-- GIVEN TASK --
Give only the lines from the one containing "Task: tag the side window" through the end of the material below, exactly as written.

-- SOURCE RECORDS --
— start —
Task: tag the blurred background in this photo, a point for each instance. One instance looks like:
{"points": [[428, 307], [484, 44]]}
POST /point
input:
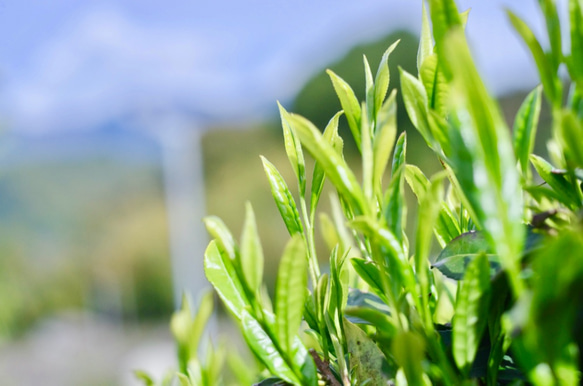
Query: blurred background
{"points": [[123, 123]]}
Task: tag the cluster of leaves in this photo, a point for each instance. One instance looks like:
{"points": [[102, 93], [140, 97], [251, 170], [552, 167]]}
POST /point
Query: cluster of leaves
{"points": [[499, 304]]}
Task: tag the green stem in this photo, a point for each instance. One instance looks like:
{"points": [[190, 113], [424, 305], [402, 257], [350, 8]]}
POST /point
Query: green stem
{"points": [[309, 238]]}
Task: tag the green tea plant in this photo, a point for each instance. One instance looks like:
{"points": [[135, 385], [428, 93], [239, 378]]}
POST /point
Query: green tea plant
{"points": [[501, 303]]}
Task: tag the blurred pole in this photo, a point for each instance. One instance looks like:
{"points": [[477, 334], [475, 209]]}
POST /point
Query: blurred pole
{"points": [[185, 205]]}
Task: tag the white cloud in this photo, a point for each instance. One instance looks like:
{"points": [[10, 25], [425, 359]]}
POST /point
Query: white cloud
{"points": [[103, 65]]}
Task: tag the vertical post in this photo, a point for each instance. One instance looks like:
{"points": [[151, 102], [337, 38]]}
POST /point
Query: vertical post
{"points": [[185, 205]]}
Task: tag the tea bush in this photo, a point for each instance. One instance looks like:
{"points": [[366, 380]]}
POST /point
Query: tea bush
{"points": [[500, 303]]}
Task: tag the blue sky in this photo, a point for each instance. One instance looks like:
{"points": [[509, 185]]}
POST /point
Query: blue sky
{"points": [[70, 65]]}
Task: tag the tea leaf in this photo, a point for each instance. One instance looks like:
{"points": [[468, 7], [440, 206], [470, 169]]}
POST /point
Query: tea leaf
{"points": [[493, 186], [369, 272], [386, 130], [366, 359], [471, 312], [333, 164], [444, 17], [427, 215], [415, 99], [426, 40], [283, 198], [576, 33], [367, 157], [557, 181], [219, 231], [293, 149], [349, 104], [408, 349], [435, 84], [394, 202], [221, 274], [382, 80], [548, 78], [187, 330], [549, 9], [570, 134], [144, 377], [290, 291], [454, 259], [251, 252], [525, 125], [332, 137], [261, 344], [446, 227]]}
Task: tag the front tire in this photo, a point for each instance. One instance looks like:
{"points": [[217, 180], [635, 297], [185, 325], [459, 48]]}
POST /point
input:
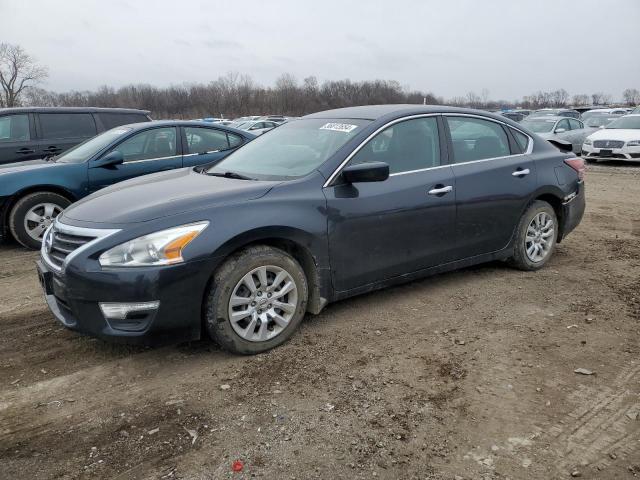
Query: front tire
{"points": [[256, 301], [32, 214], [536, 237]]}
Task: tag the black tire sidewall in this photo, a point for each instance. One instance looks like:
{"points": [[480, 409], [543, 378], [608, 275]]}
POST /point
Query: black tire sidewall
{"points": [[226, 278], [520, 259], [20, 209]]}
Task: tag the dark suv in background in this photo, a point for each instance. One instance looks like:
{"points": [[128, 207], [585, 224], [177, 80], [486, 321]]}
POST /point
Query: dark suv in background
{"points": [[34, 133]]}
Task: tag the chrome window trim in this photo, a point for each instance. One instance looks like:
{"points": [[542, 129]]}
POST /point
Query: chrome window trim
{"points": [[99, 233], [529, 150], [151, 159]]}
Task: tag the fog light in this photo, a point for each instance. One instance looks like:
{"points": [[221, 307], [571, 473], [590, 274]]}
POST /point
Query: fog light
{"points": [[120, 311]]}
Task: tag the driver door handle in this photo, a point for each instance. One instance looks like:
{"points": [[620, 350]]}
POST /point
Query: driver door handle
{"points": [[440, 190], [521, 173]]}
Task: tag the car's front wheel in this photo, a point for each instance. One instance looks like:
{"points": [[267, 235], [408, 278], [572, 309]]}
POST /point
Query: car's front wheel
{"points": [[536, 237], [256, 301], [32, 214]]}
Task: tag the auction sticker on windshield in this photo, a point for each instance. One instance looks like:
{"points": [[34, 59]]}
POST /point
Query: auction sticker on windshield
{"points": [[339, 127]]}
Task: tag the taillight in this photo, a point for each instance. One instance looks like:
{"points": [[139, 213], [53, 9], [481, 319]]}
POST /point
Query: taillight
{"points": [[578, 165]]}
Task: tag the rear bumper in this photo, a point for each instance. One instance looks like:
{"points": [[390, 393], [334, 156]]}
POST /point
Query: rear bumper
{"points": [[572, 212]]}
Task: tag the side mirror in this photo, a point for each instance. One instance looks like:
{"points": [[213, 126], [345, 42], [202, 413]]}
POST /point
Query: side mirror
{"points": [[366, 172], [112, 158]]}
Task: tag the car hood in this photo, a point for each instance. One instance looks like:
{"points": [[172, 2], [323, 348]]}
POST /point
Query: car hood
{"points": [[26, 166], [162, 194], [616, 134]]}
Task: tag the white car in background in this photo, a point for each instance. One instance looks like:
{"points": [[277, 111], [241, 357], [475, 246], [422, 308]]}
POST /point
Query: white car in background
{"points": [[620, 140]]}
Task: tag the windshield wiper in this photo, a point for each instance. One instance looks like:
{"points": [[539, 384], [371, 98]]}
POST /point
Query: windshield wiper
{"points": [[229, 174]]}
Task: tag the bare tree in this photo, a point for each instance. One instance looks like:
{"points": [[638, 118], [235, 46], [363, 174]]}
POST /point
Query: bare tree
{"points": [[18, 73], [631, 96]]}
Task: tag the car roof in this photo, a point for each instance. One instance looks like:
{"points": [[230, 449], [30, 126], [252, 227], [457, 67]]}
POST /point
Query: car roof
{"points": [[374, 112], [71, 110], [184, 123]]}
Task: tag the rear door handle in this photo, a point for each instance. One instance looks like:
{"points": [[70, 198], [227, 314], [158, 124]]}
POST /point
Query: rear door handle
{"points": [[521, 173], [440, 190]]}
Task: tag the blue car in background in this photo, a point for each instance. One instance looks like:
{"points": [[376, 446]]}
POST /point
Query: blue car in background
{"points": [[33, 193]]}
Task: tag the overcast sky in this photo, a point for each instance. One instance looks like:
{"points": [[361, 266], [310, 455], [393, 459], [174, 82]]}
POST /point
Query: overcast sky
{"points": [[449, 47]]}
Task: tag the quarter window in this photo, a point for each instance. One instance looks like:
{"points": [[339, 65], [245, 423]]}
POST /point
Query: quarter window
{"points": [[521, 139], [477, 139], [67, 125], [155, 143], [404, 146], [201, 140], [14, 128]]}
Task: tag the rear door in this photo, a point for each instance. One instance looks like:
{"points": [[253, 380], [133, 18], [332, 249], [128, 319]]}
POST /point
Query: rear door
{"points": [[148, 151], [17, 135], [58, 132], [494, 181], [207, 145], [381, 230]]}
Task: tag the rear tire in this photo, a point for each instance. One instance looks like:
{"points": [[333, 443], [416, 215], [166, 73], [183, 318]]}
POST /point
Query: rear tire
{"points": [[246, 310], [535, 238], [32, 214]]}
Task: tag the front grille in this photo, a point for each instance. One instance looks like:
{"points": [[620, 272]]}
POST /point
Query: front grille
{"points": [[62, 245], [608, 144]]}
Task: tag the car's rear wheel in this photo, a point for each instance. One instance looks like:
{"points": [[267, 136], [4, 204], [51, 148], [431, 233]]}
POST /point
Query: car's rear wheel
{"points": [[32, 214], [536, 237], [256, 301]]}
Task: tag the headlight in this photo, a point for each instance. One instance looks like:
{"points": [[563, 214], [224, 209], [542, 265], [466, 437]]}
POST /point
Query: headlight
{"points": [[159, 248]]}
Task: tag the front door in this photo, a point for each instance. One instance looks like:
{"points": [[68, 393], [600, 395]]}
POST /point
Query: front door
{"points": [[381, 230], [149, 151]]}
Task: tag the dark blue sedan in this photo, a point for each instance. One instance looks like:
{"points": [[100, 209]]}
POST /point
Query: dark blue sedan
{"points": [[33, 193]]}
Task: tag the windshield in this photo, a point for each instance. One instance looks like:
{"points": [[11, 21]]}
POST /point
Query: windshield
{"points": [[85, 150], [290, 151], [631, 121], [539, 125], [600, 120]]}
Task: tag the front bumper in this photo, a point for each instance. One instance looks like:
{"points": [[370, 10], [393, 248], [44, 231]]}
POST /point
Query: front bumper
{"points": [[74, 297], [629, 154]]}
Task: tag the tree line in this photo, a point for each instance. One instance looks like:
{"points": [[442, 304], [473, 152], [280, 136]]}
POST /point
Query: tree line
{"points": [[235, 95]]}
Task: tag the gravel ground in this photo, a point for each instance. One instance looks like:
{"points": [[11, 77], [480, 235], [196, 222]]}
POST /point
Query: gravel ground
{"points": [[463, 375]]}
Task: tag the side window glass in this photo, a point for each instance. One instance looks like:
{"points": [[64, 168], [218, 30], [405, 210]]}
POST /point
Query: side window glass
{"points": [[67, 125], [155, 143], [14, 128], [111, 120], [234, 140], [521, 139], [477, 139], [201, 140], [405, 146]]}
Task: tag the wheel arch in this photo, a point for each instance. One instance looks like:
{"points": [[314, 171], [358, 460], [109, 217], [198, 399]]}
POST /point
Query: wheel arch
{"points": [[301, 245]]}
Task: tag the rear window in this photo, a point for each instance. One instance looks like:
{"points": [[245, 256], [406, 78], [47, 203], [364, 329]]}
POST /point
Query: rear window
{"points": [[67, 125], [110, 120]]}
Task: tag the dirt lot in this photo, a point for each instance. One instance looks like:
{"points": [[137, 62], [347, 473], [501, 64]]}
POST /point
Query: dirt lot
— end —
-- EXERCISE SOLUTION --
Task: tag the side window glass in this photo, a point for each instance. One instance looks like:
{"points": [[64, 168], [218, 30], [405, 210]]}
POST /point
Query: side window glass
{"points": [[67, 125], [155, 143], [14, 128], [111, 120], [234, 140], [521, 139], [477, 139], [201, 140], [405, 146]]}
Task: tag the wheel arch in this photo, a point for each instance. One instance looks like:
{"points": [[314, 171], [358, 460], [109, 217], [198, 399]]}
POST /point
Query: wheel arch
{"points": [[301, 245]]}
Task: tag the rear window in this photo, a point for each instance. One instance looks like:
{"points": [[245, 256], [406, 78], [47, 203], [364, 329]]}
POST /point
Query: rear window
{"points": [[67, 125], [110, 120]]}
Task: tag the dirt lot in this photo, a point for each instance. One instance looks like:
{"points": [[137, 62], [347, 473], [501, 64]]}
POST /point
Query: dirt lot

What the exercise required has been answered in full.